(Records from a point labeling set)
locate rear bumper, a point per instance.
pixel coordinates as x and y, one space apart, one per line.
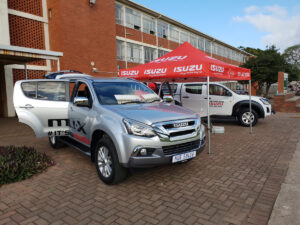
158 157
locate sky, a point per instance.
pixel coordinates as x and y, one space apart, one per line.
248 23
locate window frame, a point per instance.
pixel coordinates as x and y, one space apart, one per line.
190 85
67 95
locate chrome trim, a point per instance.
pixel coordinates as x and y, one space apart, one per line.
165 133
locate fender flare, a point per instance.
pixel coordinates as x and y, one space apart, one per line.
245 104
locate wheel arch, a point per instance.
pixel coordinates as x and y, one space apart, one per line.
97 135
245 104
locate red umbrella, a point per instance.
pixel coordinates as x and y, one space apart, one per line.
186 63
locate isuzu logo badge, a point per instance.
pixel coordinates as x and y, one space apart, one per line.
183 124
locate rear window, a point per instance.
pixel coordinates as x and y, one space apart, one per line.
193 88
166 90
52 91
29 89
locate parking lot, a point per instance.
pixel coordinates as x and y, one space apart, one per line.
237 184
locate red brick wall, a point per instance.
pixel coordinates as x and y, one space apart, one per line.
19 74
149 39
26 33
29 6
84 34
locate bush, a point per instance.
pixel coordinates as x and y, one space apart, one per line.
19 163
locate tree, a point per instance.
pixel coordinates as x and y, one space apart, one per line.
292 58
265 67
292 55
253 51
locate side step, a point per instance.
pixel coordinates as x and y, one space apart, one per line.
75 144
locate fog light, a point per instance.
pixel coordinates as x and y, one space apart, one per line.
143 152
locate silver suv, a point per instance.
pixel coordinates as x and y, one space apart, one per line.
119 123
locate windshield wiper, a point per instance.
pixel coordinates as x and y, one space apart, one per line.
129 102
154 100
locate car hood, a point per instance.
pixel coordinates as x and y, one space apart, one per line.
152 113
246 97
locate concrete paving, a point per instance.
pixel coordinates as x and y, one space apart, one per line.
236 185
287 206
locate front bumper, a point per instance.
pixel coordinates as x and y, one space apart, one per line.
158 157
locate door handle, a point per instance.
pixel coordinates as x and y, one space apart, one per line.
27 106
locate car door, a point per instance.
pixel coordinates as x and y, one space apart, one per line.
81 116
43 105
221 100
192 98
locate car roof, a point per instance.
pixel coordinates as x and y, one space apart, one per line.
93 79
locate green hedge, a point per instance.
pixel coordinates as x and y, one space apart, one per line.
19 163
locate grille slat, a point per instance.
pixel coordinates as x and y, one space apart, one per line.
180 133
180 148
171 125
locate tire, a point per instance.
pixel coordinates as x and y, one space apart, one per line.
107 162
244 119
55 142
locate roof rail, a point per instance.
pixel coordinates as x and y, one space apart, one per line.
52 75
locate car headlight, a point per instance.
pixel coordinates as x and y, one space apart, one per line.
265 101
139 129
198 123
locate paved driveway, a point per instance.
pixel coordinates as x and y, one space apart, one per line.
237 184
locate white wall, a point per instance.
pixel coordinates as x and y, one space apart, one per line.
5 40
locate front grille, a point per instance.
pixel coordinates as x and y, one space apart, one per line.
171 125
180 133
180 148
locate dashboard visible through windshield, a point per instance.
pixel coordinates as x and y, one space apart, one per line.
117 93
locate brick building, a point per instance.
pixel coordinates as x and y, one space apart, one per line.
96 37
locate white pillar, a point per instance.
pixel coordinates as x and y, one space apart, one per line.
9 84
5 40
208 115
4 25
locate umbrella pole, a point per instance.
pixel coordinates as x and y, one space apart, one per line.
208 116
250 105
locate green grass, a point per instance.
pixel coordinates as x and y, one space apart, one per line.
20 163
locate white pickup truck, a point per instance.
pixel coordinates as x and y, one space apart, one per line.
223 102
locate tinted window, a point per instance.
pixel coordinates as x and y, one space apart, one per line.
29 89
54 91
193 89
218 90
165 88
113 93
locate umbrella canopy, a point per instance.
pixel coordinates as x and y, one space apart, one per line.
186 63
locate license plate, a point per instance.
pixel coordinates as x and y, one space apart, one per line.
184 156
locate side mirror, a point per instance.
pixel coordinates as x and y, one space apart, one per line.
81 101
168 99
228 93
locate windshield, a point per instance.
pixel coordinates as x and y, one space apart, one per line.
116 93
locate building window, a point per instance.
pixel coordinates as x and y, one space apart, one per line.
201 43
119 14
120 50
162 29
148 25
133 19
161 53
214 48
194 41
134 53
184 36
149 54
174 34
207 46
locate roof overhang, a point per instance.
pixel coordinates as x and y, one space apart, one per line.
20 55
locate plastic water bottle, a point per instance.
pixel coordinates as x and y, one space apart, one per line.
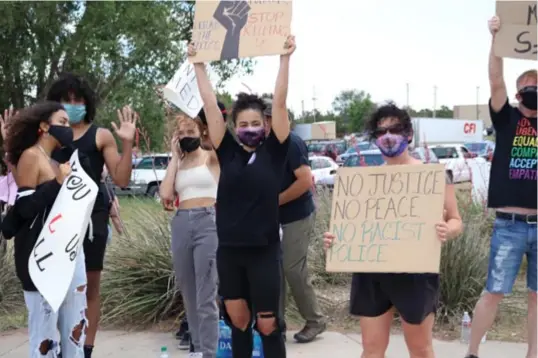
465 328
164 352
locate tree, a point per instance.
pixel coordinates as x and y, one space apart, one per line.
124 50
354 107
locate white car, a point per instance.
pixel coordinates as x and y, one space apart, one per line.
456 158
322 168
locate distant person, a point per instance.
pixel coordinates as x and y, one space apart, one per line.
512 193
376 296
297 218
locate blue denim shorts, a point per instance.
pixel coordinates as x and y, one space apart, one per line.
510 241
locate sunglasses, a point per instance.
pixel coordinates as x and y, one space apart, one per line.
395 129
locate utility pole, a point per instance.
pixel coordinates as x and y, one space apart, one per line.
314 102
434 101
477 102
407 94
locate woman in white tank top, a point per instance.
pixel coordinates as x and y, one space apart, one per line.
193 175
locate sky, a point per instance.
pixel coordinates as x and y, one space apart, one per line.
384 47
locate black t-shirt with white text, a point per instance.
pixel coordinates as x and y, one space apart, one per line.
247 195
512 180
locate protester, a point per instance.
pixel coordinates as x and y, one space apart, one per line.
99 146
193 174
296 214
30 140
512 193
248 257
374 296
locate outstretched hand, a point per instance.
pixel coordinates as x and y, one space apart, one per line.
4 121
127 129
289 45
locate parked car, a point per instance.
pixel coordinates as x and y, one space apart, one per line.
455 157
146 176
360 147
322 168
483 149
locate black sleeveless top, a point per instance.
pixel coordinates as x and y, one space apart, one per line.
87 146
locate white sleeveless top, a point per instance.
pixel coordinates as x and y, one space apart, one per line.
194 183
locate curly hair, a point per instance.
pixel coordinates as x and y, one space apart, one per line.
23 129
68 85
246 101
389 110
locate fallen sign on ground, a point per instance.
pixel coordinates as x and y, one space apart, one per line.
384 219
517 35
236 29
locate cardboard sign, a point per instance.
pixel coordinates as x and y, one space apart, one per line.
182 91
384 218
235 29
52 261
517 35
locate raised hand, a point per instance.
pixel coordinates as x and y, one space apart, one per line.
289 45
127 129
494 25
4 121
232 15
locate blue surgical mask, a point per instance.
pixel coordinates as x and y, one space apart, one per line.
75 112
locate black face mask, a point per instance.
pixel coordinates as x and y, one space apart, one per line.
528 97
189 144
64 135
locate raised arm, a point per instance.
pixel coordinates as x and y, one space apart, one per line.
216 125
495 70
280 121
166 189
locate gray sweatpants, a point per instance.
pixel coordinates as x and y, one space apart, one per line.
194 249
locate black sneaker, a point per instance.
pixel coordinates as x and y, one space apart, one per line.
309 332
185 342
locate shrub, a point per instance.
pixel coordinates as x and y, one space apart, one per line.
139 282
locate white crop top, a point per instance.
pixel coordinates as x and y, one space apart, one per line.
197 182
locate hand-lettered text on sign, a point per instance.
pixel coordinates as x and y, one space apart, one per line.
517 35
384 218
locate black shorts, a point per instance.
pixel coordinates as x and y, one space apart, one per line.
415 296
252 274
94 250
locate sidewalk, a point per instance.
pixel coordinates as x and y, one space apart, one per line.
120 344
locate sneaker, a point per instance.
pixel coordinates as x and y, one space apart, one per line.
185 342
310 332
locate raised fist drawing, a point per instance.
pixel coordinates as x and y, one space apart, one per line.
233 16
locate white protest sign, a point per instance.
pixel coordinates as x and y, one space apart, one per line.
52 261
182 90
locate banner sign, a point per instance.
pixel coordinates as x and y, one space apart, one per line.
182 91
52 261
517 36
228 29
384 218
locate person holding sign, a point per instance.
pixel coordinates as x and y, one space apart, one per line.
31 138
193 174
375 296
99 147
512 193
248 256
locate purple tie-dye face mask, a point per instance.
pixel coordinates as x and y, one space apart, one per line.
391 145
251 137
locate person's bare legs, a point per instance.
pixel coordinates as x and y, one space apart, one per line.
93 295
531 326
483 318
418 338
375 333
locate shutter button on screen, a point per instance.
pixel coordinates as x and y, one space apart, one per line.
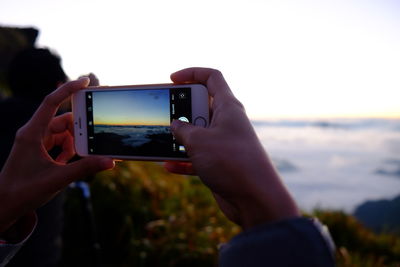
200 121
184 119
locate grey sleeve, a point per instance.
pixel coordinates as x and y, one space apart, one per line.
292 242
7 252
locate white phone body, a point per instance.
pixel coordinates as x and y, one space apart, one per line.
133 122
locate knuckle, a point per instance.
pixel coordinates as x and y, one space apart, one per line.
22 135
49 100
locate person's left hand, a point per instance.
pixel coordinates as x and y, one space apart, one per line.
30 177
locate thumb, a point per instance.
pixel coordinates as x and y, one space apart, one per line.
87 166
182 130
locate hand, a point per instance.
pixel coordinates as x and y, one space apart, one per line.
30 177
229 158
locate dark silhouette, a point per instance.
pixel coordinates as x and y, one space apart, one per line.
33 74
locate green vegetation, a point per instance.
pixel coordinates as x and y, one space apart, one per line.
146 216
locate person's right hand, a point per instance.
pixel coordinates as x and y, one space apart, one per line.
30 177
229 158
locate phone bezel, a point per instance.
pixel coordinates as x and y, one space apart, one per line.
200 108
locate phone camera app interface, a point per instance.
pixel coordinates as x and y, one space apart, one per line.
136 122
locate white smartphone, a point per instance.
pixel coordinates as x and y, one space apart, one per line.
133 122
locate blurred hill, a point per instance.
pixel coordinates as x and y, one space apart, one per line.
380 215
145 216
12 41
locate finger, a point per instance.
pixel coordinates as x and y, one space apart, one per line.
68 149
46 111
179 167
62 123
86 167
212 78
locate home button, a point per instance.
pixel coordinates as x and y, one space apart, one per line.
200 121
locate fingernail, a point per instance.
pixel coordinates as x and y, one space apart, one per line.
175 124
107 163
85 79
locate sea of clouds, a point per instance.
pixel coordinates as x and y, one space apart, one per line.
336 164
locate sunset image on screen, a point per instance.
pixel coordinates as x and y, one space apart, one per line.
131 122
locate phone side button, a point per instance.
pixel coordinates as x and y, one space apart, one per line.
200 121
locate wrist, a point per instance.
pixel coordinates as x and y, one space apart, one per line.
267 199
20 230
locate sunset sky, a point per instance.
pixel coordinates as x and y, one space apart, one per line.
139 107
282 58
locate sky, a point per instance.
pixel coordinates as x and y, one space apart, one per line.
282 59
127 107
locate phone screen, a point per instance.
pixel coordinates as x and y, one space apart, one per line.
136 122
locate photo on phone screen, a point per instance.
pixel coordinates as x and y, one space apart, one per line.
136 122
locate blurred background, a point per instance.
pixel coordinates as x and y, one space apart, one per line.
319 79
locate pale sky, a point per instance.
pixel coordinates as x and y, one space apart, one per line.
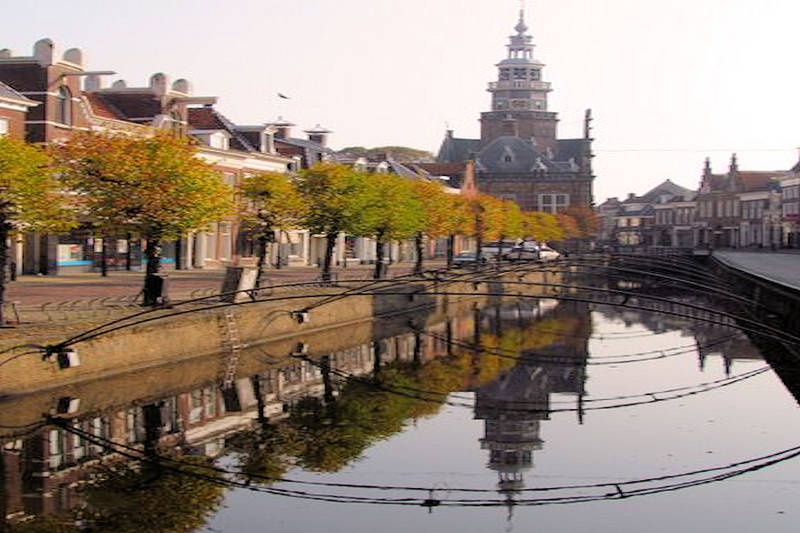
669 82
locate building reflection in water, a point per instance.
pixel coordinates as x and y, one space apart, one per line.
546 348
514 405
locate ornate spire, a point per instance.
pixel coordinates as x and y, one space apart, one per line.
521 27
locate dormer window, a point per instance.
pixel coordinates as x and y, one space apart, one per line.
64 106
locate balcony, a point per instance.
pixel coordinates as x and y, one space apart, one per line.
519 84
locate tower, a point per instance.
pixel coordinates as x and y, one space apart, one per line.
519 96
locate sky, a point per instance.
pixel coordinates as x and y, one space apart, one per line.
669 83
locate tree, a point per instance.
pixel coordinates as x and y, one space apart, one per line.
391 211
273 203
127 498
568 225
30 198
154 186
587 222
443 214
488 219
510 224
541 227
333 195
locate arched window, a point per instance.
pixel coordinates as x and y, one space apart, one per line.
64 106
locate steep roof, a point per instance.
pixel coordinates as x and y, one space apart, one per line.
208 118
571 148
512 154
757 181
137 107
102 108
454 150
666 187
8 93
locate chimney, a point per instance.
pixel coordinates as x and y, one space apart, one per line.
283 128
510 127
319 135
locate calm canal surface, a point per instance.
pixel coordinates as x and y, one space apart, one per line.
632 421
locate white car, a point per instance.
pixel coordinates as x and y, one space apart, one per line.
548 254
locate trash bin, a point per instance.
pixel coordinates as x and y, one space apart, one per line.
156 290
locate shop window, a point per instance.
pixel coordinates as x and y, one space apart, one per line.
64 106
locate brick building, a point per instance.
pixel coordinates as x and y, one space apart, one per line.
47 95
519 156
13 109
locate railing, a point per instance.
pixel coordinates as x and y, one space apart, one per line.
514 84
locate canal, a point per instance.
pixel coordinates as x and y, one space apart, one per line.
534 415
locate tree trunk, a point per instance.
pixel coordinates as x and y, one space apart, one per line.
104 257
418 245
128 252
5 229
262 258
378 274
451 248
153 284
500 251
330 243
325 368
179 254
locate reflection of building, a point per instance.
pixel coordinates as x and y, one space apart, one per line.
514 405
44 471
519 156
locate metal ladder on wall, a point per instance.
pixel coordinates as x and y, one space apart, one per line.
234 347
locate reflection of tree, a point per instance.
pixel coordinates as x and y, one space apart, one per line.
128 498
43 524
327 435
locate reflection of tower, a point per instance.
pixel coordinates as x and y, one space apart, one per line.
514 405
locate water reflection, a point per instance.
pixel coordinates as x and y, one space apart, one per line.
163 463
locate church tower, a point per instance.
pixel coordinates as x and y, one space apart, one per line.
519 96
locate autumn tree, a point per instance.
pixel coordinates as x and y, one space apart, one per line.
586 220
30 198
488 219
443 215
272 203
509 223
154 186
568 225
333 195
541 227
391 211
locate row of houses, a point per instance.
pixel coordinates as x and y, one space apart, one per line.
47 96
735 209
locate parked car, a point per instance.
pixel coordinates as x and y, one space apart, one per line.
532 251
466 258
489 250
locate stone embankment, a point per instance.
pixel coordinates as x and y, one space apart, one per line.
275 324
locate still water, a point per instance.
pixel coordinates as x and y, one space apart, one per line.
633 421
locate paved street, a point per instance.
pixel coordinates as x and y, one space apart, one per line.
37 290
783 268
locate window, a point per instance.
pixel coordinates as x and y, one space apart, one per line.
64 106
553 203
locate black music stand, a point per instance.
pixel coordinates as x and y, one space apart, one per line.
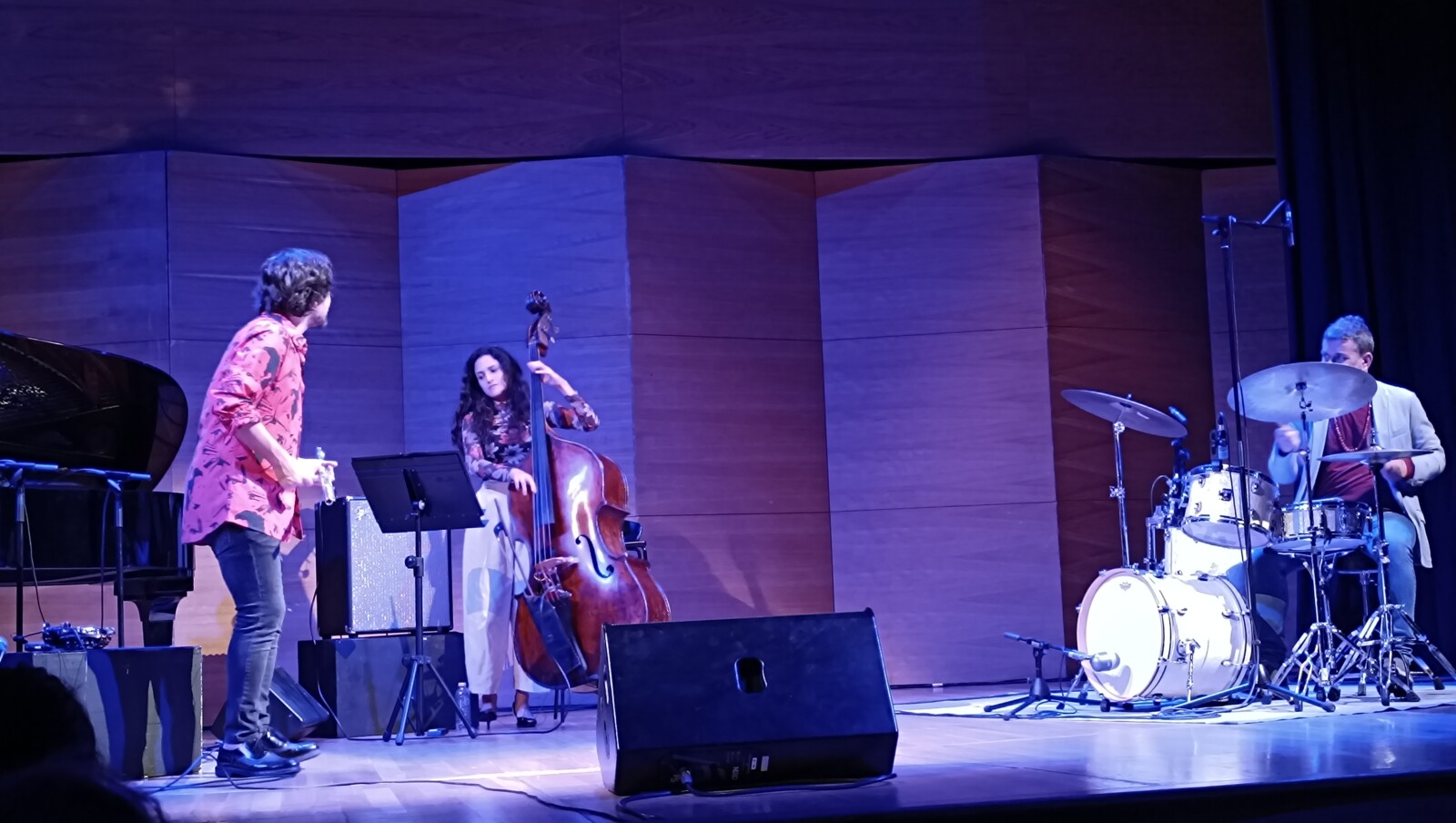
414 493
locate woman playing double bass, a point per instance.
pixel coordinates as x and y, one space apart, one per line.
492 432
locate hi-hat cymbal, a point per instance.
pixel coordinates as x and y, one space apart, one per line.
1375 455
1330 390
1127 412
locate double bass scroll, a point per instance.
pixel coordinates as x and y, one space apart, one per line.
581 573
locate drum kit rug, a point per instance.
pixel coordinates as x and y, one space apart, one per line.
1176 631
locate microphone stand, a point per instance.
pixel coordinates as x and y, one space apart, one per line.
1256 685
1038 689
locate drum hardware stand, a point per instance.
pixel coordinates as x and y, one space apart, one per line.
1318 653
1038 691
1120 492
1257 685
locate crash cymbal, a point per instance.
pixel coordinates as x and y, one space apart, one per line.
1375 455
1330 390
1127 412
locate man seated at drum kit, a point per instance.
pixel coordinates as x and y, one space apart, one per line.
1390 432
1179 626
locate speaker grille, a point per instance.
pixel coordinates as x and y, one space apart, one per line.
364 586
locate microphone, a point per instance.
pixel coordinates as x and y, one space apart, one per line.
1101 662
1219 442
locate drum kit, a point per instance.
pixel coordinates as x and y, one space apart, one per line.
1177 626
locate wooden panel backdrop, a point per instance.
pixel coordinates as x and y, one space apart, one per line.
727 382
1127 313
84 261
786 79
939 433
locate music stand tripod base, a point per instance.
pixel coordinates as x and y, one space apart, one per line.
417 493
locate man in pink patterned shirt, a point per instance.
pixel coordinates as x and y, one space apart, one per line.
242 493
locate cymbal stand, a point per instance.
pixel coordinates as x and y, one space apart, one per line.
1256 686
1120 492
1378 633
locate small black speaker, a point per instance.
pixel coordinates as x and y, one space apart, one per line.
360 677
146 704
364 586
291 710
744 703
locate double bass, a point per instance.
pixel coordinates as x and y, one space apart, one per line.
581 574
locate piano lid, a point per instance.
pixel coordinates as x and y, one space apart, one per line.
84 408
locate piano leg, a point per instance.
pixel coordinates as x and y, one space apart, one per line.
157 615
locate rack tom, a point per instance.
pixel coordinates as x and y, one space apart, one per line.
1212 510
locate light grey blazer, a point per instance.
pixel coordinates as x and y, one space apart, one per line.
1400 422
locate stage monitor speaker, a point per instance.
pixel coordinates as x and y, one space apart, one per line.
291 710
360 679
364 586
744 703
146 704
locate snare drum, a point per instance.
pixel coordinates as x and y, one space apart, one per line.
1331 524
1164 631
1212 512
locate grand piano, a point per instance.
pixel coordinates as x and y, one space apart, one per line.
80 410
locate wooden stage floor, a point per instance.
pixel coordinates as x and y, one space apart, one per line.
946 768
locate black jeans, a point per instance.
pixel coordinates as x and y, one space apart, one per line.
252 570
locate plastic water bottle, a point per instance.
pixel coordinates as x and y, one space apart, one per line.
463 704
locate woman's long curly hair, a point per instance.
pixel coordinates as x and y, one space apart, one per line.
480 407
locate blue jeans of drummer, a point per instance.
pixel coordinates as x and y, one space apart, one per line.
1271 568
252 568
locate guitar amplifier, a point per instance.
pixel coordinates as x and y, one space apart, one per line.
364 586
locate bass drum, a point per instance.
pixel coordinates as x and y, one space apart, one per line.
1165 633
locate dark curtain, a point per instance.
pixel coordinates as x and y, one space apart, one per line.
1368 157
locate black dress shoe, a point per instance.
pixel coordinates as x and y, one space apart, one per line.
485 713
245 762
286 749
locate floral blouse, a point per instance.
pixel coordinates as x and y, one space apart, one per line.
509 442
259 379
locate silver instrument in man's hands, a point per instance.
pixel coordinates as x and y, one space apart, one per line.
325 477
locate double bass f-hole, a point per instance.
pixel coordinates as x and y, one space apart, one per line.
596 553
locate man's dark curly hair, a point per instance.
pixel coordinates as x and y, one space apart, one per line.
295 281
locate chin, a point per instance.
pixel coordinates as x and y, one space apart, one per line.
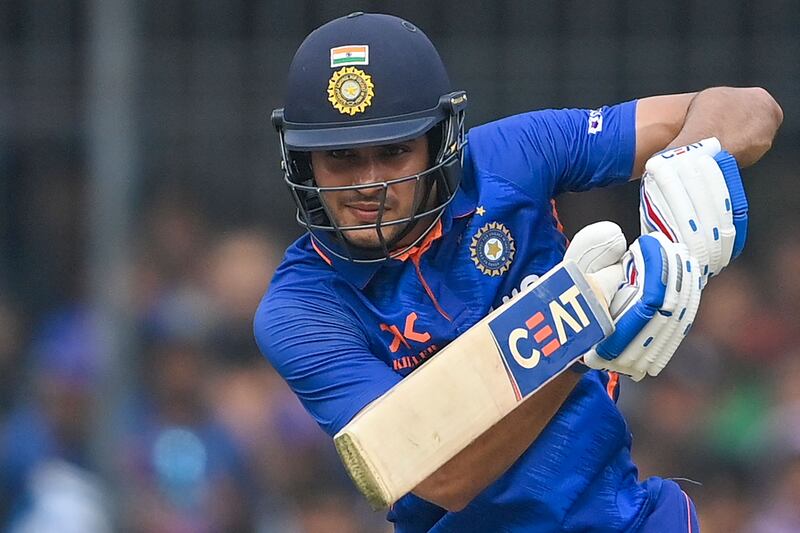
368 238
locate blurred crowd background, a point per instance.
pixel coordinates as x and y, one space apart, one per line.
142 213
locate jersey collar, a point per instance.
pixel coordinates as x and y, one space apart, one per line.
360 274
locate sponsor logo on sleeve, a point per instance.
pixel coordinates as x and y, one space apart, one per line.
595 122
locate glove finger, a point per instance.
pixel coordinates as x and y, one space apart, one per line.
683 213
597 246
655 212
705 185
682 322
648 271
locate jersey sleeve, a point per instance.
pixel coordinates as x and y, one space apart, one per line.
322 354
557 150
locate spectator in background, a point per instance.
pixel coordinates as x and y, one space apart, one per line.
184 472
46 469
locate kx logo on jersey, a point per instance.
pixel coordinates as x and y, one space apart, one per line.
535 335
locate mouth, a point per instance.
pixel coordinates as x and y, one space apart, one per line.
366 212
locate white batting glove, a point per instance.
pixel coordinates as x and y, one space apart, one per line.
694 195
653 310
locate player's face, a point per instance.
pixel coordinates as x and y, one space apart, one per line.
374 164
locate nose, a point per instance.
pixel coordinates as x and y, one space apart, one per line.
370 171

● Exercise
Repeat only the stretch of lines starting at the one containing "locate kx logo" and running to the final line of the entries above.

● Result of this exercise
locate kx logo on jersey, a point per instance.
pixel coordinates as x and y, one space apart, one per line.
535 335
locate mouth, a point per instance.
pixel coordinates as x and y, one space apart, one per line.
366 212
locate white batting glove, a point per instance.
pixel coordinates as x and y, one space apart, one per line.
694 195
653 310
locate player's face, a point per instance.
pixel coordinates as x and y, one space apart, one per line.
374 164
locate nose, a point per instance.
pixel coordinates as x and y, one space apart, one per line.
370 171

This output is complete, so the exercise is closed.